[Start of Attachment]

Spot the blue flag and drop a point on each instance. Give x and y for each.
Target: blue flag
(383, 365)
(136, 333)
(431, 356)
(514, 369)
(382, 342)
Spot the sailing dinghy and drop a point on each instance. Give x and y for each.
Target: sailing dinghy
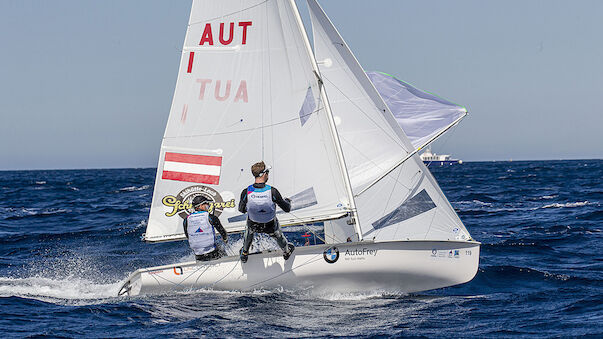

[End of Attachment]

The answer must be an exact copy of the lines from the one with "Spot the sailing" through the final line above, both ends included, and nothing else; pictures stay out.

Spot the sailing dinghy and drop a point on each instance. Give x and y for each.
Target: sailing dinghy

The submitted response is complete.